Set task: Could you reproduce all of the material below verbatim, omitting the pictures?

Dataset excerpts:
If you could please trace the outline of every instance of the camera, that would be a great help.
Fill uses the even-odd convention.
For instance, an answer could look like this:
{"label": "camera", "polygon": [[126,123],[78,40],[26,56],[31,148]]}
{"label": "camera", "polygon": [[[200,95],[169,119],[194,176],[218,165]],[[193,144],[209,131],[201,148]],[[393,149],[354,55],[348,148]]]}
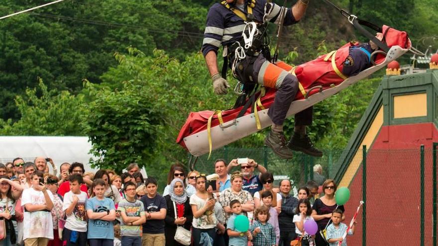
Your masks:
{"label": "camera", "polygon": [[248,158],[237,158],[237,164],[248,163]]}

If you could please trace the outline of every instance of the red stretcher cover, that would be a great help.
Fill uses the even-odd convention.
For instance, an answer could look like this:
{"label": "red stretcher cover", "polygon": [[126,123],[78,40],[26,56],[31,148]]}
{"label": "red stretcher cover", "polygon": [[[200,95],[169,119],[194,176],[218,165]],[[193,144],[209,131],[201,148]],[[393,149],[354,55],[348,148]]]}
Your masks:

Solution to this task:
If you could please trace the outline of every instance of the camera, that would be a great help.
Fill uses the even-odd convention.
For instance, an answer could look like this:
{"label": "camera", "polygon": [[126,123],[78,40],[26,56],[31,148]]}
{"label": "camera", "polygon": [[[200,95],[169,119],[194,176],[218,165]],[[193,144],[209,131],[201,148]],[[393,149],[354,55],[348,148]]]}
Your masks:
{"label": "camera", "polygon": [[248,158],[237,158],[237,164],[248,163]]}

If you could please trace the outline of every instance of the red stretcher cover, that would be a great help.
Fill uses the even-odd convention.
For instance, an answer could look like this:
{"label": "red stretcher cover", "polygon": [[126,123],[78,40],[26,56],[31,148]]}
{"label": "red stretcher cover", "polygon": [[[200,95],[169,119],[194,176],[218,165]],[[193,144],[209,131],[201,148]],[[393,149],[354,55],[348,148]]]}
Your masks:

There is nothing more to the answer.